_Records for this exercise:_

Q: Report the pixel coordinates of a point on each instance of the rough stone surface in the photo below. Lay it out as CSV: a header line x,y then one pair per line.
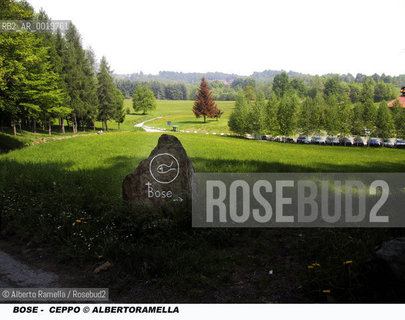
x,y
164,178
393,253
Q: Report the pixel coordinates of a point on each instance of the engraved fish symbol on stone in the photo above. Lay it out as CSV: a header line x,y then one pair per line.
x,y
164,168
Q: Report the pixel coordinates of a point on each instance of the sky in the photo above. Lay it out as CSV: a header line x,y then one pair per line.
x,y
232,36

_What to produce:_
From the first record to the last, transcribe everything exactly but drop the pictures.

_Response to this task:_
Q: Report the pixel coordinates of a point on each instance of the rough stone surface in the photo below. Lay it out as CSV: a header line x,y then one pair per line.
x,y
164,178
393,253
Q: Report the pixel coordinates of a point on each instance of the engraved fish symbol on stone in the photo above. Lay it out as CSV: a header line x,y then one pair per line.
x,y
164,168
Q: Report the pixel coordinates of a point on each instance of the sky in the photo above. Lay it out as CSV: a header line x,y then one pair per line.
x,y
232,36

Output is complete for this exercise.